**Quoted passage**
########################################

Background information
- Born: Marjorie Olive Hayward 14 August 1885 Greenwich
- Died: 10 January 1953 (aged 67) London
- Occupations: violinist violin teacher
- Instruments: violin

= Marjorie Hayward =

British violinist (1885–1953)

Marjorie Olive Hayward (14 August 1885 – 10 January 1953) was an English violinist and violin teacher, prominent during the first few decades of the 20th century.

== Biography ==
Marjorie Hayward was born in Greenwich in 1885. An "infant prodigy", her violin studies were with Émile Sauret at the Royal Academy of Music in London (1897–1903), and Otakar Ševčík in Prague (1903–06). Her two years in Prague were paid for by the sale of the family home: Hayward later expressed her gratitude for this and other support from her musical mother.

She had early successes in the concerto repertoire, performing in Prague, Berlin (where she played Ethel Smyth's Concerto for Violin, Horn and Orchestra with Aubrey Brain), Paris, Amsterdam and the Hague, but later focussed mainly on chamber music.

She was the dedicatee of John Ireland's short 1911 piece for violin and piano titled Bagatelle. She and the composer premiered his Violin Sonata No. 1 in D minor on 7 March 1913 at a Thomas Dunhill Chamber Concert at Steinway Hall.

She was also the dedicatee of her teacher Émile Sauret's 24 Etudes Caprices, Op. 64, and Thomas Dunhill's 3 Pieces for Violin and Piano, Op.17.

She led the English String Quartet (which included Frank Bridge on viola), and later the Virtuoso Quartet, the first chamber music group formed specifically for making recordings, with Edwin Virgo (2nd violin), Raymond Jeremy (viola) and its founder Cedric Sharpe (cello). The Quartet did not confine itself to recordings but also broadcast and toured frequently, its repertoire extending to quintets with artists such as Harriet Cohen, William Murdoch, Arnold Bax and Léon Goossens.

########################################

**Dataset entries**
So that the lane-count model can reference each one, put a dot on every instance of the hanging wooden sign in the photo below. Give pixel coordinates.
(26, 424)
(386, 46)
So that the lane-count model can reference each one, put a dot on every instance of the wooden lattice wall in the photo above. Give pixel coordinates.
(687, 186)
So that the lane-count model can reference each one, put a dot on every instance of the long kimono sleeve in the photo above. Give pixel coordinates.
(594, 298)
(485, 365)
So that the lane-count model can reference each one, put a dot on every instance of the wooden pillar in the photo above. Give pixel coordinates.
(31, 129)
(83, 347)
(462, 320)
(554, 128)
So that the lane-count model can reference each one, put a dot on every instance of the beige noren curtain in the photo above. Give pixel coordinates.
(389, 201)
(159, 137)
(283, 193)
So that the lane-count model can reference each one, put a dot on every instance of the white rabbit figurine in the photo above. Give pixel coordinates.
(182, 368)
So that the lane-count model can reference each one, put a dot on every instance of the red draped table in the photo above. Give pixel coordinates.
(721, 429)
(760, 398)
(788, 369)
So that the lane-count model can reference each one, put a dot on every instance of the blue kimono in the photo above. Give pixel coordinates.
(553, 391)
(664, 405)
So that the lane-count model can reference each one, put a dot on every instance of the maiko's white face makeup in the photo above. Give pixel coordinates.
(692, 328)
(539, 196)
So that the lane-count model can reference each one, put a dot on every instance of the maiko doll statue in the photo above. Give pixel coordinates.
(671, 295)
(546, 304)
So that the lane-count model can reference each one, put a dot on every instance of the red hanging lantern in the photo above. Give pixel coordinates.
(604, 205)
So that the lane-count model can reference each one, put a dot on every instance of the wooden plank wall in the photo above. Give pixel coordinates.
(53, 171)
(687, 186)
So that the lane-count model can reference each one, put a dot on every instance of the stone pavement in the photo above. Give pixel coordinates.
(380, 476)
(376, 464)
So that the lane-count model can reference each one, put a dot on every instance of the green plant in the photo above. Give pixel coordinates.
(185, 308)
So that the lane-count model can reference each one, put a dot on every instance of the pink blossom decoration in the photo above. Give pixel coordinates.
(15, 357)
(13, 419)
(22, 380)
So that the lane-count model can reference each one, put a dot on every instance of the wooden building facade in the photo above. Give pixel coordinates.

########################################

**Tasks to carry out**
1. Reproduce the Marjorie Hayward article word for word, everything from "Background information" down to "British violinist (1885–1953)".
2. According to the Marjorie Hayward article, who founded the Virtuoso Quartet?

**Answers in order**
1.
Background information
- Born: Marjorie Olive Hayward 14 August 1885 Greenwich
- Died: 10 January 1953 (aged 67) London
- Occupations: violinist violin teacher
- Instruments: violin

= Marjorie Hayward =

British violinist (1885–1953)

2. Cedric Sharpe